LISTED ENTRIES:
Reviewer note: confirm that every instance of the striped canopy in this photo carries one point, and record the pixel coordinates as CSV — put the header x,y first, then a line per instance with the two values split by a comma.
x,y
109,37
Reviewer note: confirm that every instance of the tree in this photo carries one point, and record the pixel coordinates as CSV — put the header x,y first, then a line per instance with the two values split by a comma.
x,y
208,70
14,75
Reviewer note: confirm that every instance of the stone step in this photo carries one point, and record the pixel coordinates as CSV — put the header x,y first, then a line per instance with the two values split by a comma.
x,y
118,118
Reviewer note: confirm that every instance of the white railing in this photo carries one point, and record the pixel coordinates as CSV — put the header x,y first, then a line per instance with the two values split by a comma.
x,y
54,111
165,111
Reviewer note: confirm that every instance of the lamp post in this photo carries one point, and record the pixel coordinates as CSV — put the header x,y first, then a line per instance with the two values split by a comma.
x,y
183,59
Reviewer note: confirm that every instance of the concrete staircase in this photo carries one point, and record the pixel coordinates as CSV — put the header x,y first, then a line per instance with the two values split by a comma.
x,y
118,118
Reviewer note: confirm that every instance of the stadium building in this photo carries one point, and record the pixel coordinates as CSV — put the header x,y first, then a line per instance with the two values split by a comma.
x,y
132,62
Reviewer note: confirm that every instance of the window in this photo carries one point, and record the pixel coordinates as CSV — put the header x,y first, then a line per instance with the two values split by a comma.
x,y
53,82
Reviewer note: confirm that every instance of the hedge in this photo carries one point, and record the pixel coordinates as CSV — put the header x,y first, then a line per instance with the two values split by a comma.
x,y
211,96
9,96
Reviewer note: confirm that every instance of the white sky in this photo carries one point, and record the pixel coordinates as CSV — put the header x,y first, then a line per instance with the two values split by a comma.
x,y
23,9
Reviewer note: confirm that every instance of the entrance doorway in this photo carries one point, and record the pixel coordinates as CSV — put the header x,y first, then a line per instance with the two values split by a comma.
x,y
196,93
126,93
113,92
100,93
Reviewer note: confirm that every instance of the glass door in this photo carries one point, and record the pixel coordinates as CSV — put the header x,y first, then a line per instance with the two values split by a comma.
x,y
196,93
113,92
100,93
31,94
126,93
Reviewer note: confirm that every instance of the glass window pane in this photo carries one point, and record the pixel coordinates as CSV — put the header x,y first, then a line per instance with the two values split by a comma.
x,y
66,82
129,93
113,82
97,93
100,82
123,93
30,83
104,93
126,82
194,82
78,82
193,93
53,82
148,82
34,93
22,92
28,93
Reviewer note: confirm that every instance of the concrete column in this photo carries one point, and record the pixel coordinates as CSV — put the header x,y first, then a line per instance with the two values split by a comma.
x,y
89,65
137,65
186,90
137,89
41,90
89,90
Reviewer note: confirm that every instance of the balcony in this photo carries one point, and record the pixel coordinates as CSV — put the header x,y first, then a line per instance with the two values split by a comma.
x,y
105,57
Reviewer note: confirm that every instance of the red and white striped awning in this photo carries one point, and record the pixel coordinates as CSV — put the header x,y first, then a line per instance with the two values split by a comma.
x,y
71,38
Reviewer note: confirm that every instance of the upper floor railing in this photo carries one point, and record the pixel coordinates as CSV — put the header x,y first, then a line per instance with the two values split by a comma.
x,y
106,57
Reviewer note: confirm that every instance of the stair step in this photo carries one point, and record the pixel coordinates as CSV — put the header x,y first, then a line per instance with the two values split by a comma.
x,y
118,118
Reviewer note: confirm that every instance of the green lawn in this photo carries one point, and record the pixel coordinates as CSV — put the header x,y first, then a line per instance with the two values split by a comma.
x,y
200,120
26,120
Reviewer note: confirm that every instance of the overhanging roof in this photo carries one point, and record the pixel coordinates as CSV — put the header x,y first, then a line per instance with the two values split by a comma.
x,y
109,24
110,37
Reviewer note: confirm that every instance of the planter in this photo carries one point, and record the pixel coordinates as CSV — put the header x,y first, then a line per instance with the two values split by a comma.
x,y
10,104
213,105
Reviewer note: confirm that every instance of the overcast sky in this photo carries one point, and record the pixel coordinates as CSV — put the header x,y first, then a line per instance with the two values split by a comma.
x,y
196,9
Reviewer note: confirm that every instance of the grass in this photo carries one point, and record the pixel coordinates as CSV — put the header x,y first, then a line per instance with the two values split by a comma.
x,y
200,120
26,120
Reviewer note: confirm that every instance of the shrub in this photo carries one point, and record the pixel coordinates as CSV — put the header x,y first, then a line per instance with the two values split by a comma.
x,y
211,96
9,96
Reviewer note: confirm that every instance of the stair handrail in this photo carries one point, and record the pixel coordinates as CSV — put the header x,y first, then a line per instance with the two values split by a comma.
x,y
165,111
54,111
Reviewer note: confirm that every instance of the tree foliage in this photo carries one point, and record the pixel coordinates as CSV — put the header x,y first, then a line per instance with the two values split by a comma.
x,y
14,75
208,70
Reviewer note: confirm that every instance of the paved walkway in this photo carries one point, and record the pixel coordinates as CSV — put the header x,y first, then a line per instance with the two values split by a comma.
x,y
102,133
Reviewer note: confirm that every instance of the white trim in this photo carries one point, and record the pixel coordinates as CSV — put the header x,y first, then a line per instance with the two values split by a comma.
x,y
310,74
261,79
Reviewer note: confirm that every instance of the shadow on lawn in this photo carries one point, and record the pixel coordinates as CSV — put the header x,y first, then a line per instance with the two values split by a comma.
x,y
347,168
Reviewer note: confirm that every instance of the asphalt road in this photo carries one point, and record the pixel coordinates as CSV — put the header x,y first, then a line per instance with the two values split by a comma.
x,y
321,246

WHAT THE EXERCISE ASKS: Copy out all the entries shown above, character for character.

TASK RESPONSE:
Reviewer note: confirm that every instance of the striped canopy in this photo carries one point, and record the pixel coordinates as CSV — put the header x,y first, then a line per instance with the two values split by a comma.
x,y
109,37
Reviewer note: confirm that every instance of the tree in this photo carries one point, and record the pixel coordinates as CSV — put the header x,y first, then a line per instance with the two values split by a comma.
x,y
208,70
14,75
Reviewer note: confirm that every instance of the stone step in this photo carries one point, and record the pixel coordinates as CSV — put the header x,y first, then a line per instance with the two values split by a comma.
x,y
118,118
Reviewer note: confirm that every instance of the white railing in this photo carries one point, and record the pixel coordinates as CSV — put the header x,y first, then a line per instance with the two values split by a comma.
x,y
54,111
165,111
Reviewer note: confirm that every instance of the lamp post in this photo carries one point, and record the pixel coordinates as CSV — put the header x,y first, then a line per instance with the two values split by a comma.
x,y
183,59
Reviewer note: confirm that every instance of the concrete staircase in this photo carries one point, and record the pixel coordinates as CSV — put the header x,y first, then a line per instance with the two values split by a comma.
x,y
118,118
Reviewer note: confirm that every instance of the stadium building in this photo carries one point, and record the pixel coordinates as CSV — put the header x,y first, then a line per instance with the two values split by a comma.
x,y
132,62
Reviewer note: confirm that every instance of the window in this photo carries one point, and record the pixel coordinates as CSV — put the header x,y first, then a line per instance with the two values split by a comma.
x,y
53,82
Reviewer note: confirm that every instance of the hedge in this photo carries one point, and record the pixel coordinates as CSV — put the header x,y first, then a line per instance with the two values split by a comma.
x,y
211,96
9,96
Reviewer note: confirm that every instance of the white sky in this photo carries one point, and record the pixel coordinates as CSV — put the header x,y first, then a line per instance with the two values split by a comma.
x,y
23,9
Reviewer note: confirm that every instance of the entrance doorway in this photo carries one point, and record the pixel coordinates as CSV — put the header x,y first, then a line per instance with the two values split by a comma.
x,y
196,93
126,93
113,92
100,93
Reviewer note: confirm that every instance of the glass door in this photo carries one point, and record the pixel coordinates as CSV — put the header x,y first, then a line per instance with the two values split by a comma.
x,y
196,93
113,92
100,93
31,94
126,93
Reviewer note: confirm that every instance of the glass window pane in this photo carries one point, and record the pixel coordinates as CSV — put the header x,y first, then a line per instance with the two values split by a comma.
x,y
66,82
129,93
113,82
97,93
100,82
123,93
30,83
104,93
126,82
194,82
78,82
193,93
53,82
148,82
34,93
22,92
28,93
Reviewer note: confirm that every instance of the concrete column in this photo carries one point, and record the pixel coordinates as CSV — put the header x,y first, then a line per instance with the two values split by a comma.
x,y
89,65
137,65
186,90
137,89
41,90
89,90
Reviewer note: confirm that every instance of the balcony in this photo carries one point, and record the pixel coordinates as CSV — put the header x,y first, then a line per instance with the two values split by a comma.
x,y
105,57
Reviewer note: confirm that every instance of the red and white striped awning in this photo carries one point, and record the pixel coordinates as CSV — put the header x,y first, then a line per instance with the two values split by a comma.
x,y
71,38
Reviewer note: confirm that every instance of the upper floor railing in this photo carries one point, and record the pixel coordinates as CSV — put the header x,y first, then a line per instance with the two values split by a comma.
x,y
106,57
Reviewer note: confirm that every instance of the stair step in this photo carries one point, and record the pixel coordinates as CSV — put the header x,y first, then a line per instance with the two values split by a comma.
x,y
118,118
Reviewer note: confirm that every instance of the green lawn in this photo carries one point, and record the pixel coordinates as CSV — put the header x,y first, then a line per instance with the two values split by a comma.
x,y
200,120
26,120
Reviewer note: confirm that every instance of the overhanging roof in this photo carries one point, and record the pixel coordinates as CSV — put the header x,y first, then a line per instance with the two values split by a comma.
x,y
109,24
110,37
Reviewer note: confirm that every instance of the planter in this photo carries one point, and record the pixel coordinates as CSV — put the header x,y first, then a line per instance with the two values split by a comma.
x,y
10,104
213,105
Reviewer note: confirm that every instance of the overcast sky in this photo carries one point, and record the pixel coordinates as CSV — put the header x,y first, then a line per instance with the two values split by a comma.
x,y
196,9
Reviewer note: confirm that every instance of the grass in this photo carries one point, and record the pixel coordinates as CSV — put the header x,y first, then a line per instance with the two values split by a comma.
x,y
200,120
26,120
Reviewer note: confirm that every instance of the shrub in this photo carries one point, and record the pixel coordinates as CSV — put the header x,y first, then a line per instance with the two values split by a comma.
x,y
211,96
9,96
Reviewer note: confirm that every instance of the stair handrail in this photo carries one point, and record the pixel coordinates as CSV — put the header x,y first, then a line per instance with the two values split by a comma.
x,y
165,111
54,111
Reviewer note: confirm that every instance of the tree foliage in this photo carries one point, and record the pixel coordinates as CSV — put the header x,y first, then a line per instance with the two values split by a comma.
x,y
14,75
208,70
Reviewer note: confirm that every instance of the paved walkway in this photo carries one point, and record the pixel coordinates as CSV — put the header x,y first, then a line per instance with the two values split by a comma.
x,y
102,133
Reviewer note: confirm that every instance of the white trim in this photo carries one point, and record the pixel coordinates as CSV — put the header x,y first, then a line per instance with the two values split by a comma.
x,y
310,74
261,79
Reviewer note: confirm that every instance of the shadow on lawn in this photo carries one point, and record the pixel coordinates as CSV — put the header x,y first, then a line per instance with the two values split by a comma.
x,y
347,168
Reviewer note: confirm that every instance of the asphalt road in this photo carries one point, and record the pixel coordinates as CSV — put the header x,y first, then a line per instance with the two values split by a comma.
x,y
321,246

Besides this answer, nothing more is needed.